REQUIRED ACTION:
In the data that follows, find each line containing "cactus" and copy it.
┄┄┄┄┄┄
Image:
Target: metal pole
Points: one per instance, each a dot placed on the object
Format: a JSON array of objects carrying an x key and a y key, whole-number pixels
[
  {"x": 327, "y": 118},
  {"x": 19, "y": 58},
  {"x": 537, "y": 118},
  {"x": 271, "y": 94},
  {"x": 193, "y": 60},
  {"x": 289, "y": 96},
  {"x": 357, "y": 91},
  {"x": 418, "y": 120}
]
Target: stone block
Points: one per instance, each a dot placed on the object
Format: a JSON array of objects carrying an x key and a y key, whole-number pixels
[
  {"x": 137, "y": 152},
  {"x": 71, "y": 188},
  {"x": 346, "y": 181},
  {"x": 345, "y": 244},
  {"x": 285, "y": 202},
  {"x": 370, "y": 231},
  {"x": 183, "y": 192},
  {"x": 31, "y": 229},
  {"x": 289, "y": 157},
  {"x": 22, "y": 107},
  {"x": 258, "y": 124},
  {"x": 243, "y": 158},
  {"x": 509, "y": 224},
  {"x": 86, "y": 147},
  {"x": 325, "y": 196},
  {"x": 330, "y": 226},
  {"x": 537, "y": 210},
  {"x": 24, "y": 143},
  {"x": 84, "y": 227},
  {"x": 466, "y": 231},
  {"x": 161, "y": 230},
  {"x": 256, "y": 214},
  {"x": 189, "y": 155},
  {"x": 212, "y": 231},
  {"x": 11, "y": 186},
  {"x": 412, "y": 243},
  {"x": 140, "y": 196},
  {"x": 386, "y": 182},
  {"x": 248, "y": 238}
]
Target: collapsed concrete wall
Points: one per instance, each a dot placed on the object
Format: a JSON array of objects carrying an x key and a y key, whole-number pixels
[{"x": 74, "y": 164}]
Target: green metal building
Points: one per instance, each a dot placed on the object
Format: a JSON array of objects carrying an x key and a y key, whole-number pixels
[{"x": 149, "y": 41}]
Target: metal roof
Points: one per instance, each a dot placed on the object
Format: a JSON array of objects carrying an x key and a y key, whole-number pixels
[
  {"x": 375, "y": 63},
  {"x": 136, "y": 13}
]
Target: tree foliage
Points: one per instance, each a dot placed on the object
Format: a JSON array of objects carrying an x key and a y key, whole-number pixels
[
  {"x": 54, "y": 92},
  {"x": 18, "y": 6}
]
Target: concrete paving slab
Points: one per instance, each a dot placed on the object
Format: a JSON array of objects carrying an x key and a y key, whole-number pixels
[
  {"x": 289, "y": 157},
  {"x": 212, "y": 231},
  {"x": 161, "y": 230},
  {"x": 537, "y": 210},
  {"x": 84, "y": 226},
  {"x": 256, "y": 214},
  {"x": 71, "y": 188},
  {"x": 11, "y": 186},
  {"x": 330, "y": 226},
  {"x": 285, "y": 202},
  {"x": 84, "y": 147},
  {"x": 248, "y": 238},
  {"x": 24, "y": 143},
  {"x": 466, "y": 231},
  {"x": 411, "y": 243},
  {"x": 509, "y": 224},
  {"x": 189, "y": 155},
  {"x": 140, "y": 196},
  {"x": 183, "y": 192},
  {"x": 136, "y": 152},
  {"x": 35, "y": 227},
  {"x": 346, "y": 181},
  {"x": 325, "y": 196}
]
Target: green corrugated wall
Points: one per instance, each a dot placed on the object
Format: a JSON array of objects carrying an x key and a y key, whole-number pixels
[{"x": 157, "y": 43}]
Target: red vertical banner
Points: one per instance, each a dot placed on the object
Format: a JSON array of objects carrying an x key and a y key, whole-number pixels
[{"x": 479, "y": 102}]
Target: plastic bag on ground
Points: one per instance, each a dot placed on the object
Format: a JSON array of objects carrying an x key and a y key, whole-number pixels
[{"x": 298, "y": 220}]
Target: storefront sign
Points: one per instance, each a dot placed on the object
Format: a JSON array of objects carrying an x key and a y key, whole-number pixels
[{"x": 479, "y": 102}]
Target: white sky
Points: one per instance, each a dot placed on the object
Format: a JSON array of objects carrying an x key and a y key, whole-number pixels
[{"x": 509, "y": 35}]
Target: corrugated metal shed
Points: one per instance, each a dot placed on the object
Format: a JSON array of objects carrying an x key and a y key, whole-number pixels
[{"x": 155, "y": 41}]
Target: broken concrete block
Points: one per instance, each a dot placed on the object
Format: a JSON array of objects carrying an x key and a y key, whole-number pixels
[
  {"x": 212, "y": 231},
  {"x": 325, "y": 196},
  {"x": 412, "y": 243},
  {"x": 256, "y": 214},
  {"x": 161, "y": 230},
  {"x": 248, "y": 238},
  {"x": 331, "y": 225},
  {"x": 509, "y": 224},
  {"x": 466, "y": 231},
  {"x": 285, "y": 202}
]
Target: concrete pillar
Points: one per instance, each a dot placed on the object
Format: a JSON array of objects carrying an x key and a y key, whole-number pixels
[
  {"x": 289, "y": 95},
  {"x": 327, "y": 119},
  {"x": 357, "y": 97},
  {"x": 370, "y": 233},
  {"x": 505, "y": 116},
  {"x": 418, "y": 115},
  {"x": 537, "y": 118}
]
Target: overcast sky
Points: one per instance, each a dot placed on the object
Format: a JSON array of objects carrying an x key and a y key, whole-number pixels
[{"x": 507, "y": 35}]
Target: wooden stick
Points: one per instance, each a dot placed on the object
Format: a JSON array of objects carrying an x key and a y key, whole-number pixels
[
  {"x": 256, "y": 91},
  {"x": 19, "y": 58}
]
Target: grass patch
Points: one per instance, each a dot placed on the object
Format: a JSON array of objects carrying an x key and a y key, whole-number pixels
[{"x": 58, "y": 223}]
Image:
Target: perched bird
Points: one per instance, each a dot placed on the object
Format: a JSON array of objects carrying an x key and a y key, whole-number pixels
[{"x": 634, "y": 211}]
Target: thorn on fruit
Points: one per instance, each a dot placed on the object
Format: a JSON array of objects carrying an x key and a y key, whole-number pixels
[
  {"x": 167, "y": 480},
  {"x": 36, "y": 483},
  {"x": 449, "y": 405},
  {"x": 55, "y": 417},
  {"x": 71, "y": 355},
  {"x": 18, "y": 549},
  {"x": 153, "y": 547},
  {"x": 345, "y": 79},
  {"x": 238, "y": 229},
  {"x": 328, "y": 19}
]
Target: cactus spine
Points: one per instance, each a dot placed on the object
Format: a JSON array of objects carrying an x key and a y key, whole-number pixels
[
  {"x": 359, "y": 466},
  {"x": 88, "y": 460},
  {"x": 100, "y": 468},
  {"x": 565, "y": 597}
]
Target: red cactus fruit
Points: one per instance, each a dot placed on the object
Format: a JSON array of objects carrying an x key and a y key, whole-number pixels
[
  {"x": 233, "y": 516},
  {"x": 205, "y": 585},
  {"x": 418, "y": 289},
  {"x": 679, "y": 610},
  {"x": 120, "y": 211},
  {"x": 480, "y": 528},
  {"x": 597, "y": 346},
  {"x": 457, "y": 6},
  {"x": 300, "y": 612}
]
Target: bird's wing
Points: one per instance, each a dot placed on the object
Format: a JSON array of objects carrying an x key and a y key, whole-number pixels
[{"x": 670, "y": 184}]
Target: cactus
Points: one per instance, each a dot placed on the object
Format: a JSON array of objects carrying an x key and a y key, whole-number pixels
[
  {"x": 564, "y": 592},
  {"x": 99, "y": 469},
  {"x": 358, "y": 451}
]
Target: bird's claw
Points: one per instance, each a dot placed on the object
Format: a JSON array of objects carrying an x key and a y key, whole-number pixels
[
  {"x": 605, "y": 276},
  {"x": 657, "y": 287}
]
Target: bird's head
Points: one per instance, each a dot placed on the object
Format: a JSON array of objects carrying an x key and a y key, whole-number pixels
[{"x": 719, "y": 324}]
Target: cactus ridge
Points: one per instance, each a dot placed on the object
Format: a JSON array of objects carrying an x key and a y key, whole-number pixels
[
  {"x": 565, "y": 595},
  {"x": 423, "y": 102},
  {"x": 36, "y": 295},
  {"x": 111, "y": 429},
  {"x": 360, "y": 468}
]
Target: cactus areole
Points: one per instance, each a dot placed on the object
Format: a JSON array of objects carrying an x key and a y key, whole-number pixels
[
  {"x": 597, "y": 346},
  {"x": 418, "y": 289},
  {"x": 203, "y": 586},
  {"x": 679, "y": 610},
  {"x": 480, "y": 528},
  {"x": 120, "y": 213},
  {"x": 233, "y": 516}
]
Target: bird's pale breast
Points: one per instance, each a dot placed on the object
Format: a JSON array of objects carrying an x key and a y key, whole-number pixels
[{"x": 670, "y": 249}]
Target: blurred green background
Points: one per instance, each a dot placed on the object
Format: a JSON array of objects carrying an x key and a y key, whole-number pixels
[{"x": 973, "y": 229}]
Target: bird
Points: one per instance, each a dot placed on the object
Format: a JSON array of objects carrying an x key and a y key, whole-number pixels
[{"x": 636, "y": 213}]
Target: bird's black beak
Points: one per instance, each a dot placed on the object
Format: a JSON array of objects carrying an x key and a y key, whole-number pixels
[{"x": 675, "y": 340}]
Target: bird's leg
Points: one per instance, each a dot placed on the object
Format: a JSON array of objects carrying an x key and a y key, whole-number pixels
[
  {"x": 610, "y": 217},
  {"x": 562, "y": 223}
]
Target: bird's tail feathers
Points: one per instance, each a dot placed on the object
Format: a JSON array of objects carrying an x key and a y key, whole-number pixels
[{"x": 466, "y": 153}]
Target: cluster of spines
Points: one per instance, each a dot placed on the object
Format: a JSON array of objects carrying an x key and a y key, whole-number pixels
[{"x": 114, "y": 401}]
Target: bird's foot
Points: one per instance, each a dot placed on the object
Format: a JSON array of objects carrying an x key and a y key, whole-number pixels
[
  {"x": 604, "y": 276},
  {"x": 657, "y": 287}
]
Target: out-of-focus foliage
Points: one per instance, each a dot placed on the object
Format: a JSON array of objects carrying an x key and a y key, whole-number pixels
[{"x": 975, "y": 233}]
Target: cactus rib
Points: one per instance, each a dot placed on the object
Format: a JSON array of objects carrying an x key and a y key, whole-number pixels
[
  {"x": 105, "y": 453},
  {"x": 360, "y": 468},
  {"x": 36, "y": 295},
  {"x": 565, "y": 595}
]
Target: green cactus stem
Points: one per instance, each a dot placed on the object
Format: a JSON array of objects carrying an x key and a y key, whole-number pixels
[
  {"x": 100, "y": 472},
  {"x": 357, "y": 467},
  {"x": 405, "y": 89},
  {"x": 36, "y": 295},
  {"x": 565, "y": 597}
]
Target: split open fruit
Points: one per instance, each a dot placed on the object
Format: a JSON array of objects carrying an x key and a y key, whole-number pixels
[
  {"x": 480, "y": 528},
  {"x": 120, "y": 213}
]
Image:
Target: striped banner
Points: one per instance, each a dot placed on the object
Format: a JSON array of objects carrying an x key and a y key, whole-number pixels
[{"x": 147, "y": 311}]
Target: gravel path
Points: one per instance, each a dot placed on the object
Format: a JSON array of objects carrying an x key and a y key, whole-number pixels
┄┄┄┄┄┄
FINISHED EXERCISE:
Target: cactus spine
Target: red cactus fruit
Target: cactus
Target: cactus ridge
Target: cactus areole
Target: cactus rib
Target: green cactus stem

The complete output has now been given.